[DATA FOR PROCESSING — start]

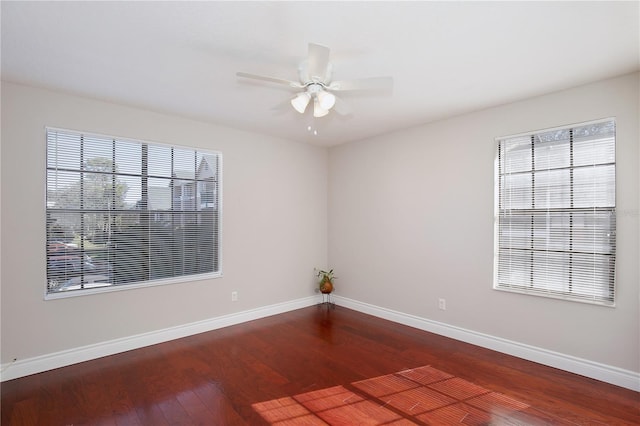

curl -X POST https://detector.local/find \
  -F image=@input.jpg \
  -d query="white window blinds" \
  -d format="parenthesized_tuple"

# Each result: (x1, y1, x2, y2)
(495, 119, 616, 305)
(46, 128, 221, 295)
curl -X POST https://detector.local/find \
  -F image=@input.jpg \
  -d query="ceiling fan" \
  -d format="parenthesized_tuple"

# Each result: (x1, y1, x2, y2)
(237, 43, 393, 118)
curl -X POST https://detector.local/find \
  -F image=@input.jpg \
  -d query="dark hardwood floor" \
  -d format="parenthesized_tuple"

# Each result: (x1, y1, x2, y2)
(2, 305, 639, 425)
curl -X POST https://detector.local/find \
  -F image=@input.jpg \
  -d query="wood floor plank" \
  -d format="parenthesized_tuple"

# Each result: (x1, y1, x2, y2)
(2, 305, 638, 425)
(188, 377, 247, 425)
(5, 398, 40, 426)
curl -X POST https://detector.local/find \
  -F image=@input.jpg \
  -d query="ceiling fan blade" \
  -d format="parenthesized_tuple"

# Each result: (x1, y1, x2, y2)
(270, 98, 294, 115)
(307, 43, 330, 82)
(329, 76, 393, 92)
(236, 72, 303, 89)
(332, 95, 352, 116)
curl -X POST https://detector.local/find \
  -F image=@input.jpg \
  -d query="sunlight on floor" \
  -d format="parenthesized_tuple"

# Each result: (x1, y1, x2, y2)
(252, 365, 560, 425)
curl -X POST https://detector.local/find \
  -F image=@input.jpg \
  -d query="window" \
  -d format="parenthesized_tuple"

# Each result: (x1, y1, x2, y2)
(46, 128, 221, 297)
(494, 119, 616, 305)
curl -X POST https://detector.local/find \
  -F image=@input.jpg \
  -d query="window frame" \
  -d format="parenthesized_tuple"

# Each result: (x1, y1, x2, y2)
(493, 118, 616, 307)
(44, 127, 223, 300)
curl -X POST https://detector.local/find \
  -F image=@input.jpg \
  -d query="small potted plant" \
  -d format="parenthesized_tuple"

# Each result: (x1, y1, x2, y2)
(316, 268, 336, 294)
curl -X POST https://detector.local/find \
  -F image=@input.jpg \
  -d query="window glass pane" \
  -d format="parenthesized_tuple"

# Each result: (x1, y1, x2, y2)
(500, 173, 532, 209)
(534, 130, 570, 170)
(198, 179, 216, 210)
(532, 251, 570, 293)
(173, 178, 197, 211)
(498, 214, 531, 249)
(497, 248, 530, 288)
(148, 177, 172, 211)
(47, 170, 81, 209)
(115, 140, 142, 175)
(573, 121, 615, 166)
(122, 176, 142, 209)
(501, 137, 531, 173)
(198, 153, 218, 176)
(532, 212, 570, 251)
(47, 133, 81, 169)
(82, 171, 117, 209)
(573, 165, 615, 208)
(572, 211, 615, 254)
(83, 136, 113, 168)
(535, 128, 570, 144)
(174, 148, 195, 179)
(112, 222, 147, 285)
(148, 144, 172, 177)
(571, 253, 614, 301)
(198, 153, 218, 210)
(533, 169, 570, 208)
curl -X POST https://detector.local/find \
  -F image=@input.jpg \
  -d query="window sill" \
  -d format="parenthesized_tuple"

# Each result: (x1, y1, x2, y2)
(493, 285, 615, 308)
(44, 272, 223, 300)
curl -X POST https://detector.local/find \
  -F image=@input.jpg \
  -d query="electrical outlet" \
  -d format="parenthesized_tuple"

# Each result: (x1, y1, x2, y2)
(231, 291, 238, 302)
(438, 298, 446, 310)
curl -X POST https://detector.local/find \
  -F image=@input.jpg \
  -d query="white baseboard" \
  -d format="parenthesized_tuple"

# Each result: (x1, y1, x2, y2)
(3, 295, 638, 392)
(0, 296, 318, 382)
(333, 295, 640, 392)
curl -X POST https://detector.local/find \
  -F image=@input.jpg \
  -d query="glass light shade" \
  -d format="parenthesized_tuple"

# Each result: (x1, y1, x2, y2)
(291, 92, 311, 114)
(317, 90, 336, 110)
(313, 99, 329, 118)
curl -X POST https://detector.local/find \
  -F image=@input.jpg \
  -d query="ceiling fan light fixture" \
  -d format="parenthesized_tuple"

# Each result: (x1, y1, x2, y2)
(313, 98, 329, 118)
(317, 90, 336, 110)
(291, 92, 311, 114)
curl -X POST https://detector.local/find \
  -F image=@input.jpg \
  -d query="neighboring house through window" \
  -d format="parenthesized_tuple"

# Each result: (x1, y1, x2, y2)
(46, 128, 222, 297)
(494, 118, 616, 305)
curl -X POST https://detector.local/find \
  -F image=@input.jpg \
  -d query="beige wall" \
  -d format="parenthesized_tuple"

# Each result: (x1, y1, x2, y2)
(328, 72, 640, 372)
(1, 82, 328, 363)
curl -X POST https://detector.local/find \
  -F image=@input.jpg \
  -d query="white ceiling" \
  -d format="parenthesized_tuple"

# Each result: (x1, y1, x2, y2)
(2, 1, 638, 147)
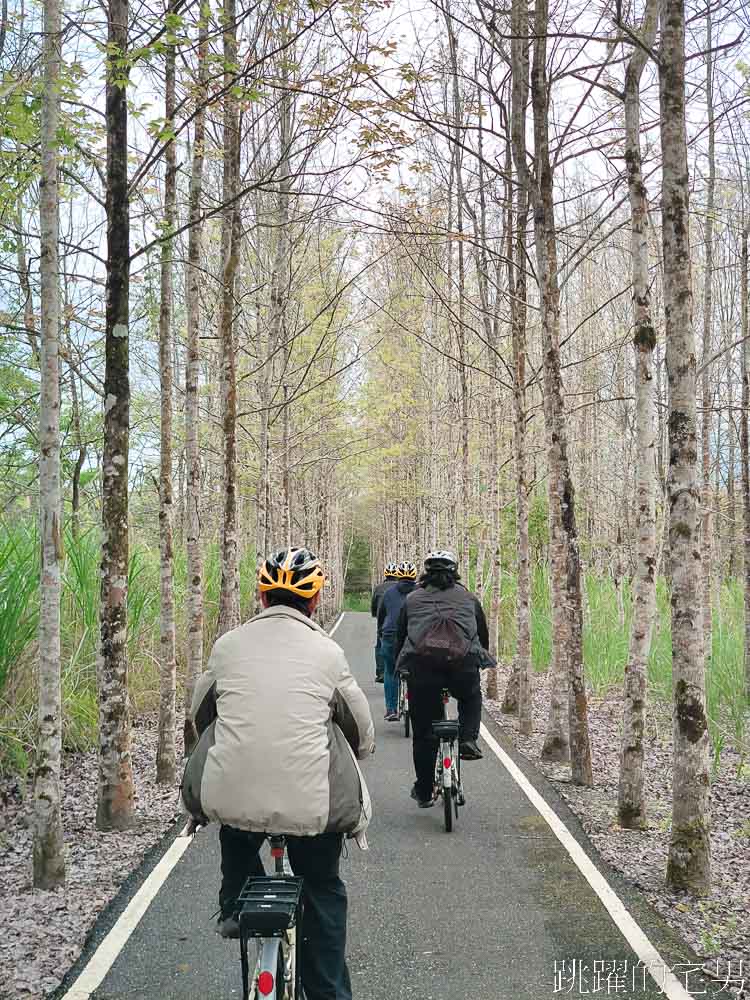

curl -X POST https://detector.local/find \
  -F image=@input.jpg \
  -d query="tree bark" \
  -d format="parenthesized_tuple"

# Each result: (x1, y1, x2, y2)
(34, 0, 66, 887)
(217, 0, 241, 637)
(183, 4, 208, 755)
(156, 0, 177, 785)
(661, 0, 711, 894)
(531, 0, 592, 785)
(618, 0, 659, 831)
(98, 0, 136, 830)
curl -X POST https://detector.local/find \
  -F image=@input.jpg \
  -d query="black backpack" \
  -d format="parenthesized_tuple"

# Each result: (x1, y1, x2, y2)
(411, 602, 473, 668)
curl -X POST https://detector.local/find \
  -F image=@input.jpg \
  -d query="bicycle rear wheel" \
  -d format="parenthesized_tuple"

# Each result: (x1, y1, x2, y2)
(443, 787, 453, 832)
(403, 708, 410, 738)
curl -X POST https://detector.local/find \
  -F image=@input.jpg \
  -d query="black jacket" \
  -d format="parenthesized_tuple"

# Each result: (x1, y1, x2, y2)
(394, 582, 491, 676)
(371, 578, 399, 619)
(377, 579, 416, 637)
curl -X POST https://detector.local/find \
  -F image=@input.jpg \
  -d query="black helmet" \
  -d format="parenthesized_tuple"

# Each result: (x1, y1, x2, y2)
(424, 550, 458, 572)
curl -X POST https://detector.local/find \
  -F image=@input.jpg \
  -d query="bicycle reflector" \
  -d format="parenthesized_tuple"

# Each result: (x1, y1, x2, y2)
(443, 756, 452, 770)
(258, 971, 274, 995)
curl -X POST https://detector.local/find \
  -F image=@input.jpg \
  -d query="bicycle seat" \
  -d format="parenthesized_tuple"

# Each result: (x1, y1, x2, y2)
(432, 719, 459, 740)
(237, 876, 303, 936)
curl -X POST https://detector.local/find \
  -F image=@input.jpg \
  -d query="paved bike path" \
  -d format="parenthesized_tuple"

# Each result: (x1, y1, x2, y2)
(72, 612, 717, 1000)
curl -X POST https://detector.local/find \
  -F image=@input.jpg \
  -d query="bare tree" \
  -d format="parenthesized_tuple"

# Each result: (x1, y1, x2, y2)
(34, 0, 66, 886)
(660, 0, 710, 894)
(97, 0, 136, 831)
(183, 3, 209, 754)
(156, 0, 177, 784)
(617, 0, 660, 831)
(217, 0, 241, 637)
(531, 0, 592, 784)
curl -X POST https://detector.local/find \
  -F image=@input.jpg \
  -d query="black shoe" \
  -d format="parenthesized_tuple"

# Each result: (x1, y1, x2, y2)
(216, 914, 240, 939)
(410, 784, 434, 808)
(459, 739, 483, 761)
(375, 673, 384, 684)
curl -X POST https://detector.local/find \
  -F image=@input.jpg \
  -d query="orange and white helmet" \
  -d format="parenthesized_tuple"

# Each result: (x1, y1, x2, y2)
(258, 547, 325, 599)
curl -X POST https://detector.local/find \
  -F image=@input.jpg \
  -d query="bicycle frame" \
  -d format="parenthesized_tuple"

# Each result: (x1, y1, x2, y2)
(431, 691, 464, 831)
(237, 837, 303, 1000)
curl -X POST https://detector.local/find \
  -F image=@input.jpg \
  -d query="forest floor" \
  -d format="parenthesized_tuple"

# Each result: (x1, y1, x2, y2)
(0, 717, 182, 1000)
(484, 664, 750, 998)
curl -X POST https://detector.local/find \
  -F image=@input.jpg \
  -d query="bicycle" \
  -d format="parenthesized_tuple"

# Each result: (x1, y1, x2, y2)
(431, 689, 466, 833)
(397, 674, 410, 738)
(236, 835, 303, 999)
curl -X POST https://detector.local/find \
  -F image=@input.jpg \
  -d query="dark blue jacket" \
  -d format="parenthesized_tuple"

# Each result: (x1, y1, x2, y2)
(377, 580, 416, 637)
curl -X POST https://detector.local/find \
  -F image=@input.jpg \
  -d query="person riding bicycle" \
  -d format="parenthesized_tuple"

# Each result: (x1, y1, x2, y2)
(377, 561, 417, 721)
(394, 550, 494, 808)
(371, 561, 399, 683)
(182, 547, 375, 1000)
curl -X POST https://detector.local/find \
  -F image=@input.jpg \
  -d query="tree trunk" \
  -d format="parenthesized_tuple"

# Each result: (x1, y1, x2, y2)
(217, 0, 240, 637)
(618, 0, 659, 831)
(98, 0, 136, 831)
(508, 21, 532, 735)
(183, 5, 208, 755)
(742, 226, 750, 701)
(156, 0, 177, 785)
(700, 4, 715, 659)
(34, 0, 66, 887)
(531, 0, 592, 785)
(661, 0, 711, 894)
(66, 320, 86, 540)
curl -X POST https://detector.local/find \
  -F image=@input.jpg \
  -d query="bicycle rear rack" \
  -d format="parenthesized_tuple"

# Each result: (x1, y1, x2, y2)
(237, 875, 303, 937)
(432, 719, 459, 740)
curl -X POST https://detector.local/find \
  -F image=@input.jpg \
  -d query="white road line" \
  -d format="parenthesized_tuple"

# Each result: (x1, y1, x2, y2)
(329, 611, 345, 636)
(61, 823, 194, 1000)
(479, 723, 693, 1000)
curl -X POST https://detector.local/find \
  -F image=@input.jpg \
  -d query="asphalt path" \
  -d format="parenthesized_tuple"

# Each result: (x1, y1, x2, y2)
(71, 612, 721, 1000)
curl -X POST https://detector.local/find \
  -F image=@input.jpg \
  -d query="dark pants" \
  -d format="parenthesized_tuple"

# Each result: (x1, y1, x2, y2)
(374, 634, 385, 679)
(220, 826, 352, 1000)
(408, 670, 482, 799)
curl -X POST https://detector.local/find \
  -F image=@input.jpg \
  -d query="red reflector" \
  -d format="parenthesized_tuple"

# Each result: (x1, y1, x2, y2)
(406, 691, 410, 701)
(443, 756, 452, 769)
(270, 847, 284, 859)
(258, 971, 274, 995)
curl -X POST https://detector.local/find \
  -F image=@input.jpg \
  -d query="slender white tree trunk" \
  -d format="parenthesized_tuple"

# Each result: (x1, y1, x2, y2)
(741, 227, 750, 701)
(700, 6, 715, 657)
(34, 0, 66, 887)
(217, 0, 240, 637)
(183, 6, 208, 755)
(618, 0, 659, 830)
(156, 0, 177, 784)
(661, 0, 711, 894)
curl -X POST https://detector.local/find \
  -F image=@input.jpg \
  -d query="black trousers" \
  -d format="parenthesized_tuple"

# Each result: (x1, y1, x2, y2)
(408, 670, 482, 799)
(219, 826, 352, 1000)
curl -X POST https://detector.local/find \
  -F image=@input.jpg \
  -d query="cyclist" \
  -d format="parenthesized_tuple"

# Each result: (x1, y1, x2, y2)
(371, 561, 399, 683)
(182, 547, 375, 1000)
(377, 561, 417, 720)
(394, 550, 494, 808)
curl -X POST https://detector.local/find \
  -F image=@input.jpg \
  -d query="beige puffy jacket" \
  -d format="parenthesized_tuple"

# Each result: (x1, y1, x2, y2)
(181, 606, 375, 837)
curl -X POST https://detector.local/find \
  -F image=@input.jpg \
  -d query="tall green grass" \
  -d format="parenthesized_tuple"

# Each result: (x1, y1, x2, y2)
(492, 567, 749, 754)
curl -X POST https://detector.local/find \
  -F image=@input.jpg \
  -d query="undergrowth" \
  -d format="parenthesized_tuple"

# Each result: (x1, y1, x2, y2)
(2, 518, 747, 776)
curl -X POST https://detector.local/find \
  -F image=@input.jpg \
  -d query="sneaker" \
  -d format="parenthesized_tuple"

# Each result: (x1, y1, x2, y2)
(410, 784, 434, 808)
(375, 673, 384, 684)
(385, 712, 399, 722)
(216, 914, 240, 939)
(459, 739, 483, 761)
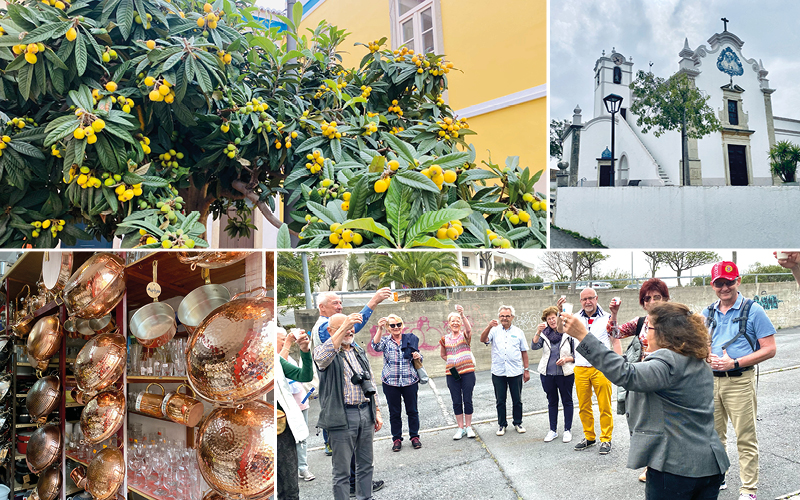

[DATA FOR PROCESSING — finish]

Report the number of lines in the records above that contain "reflector", with no other text.

2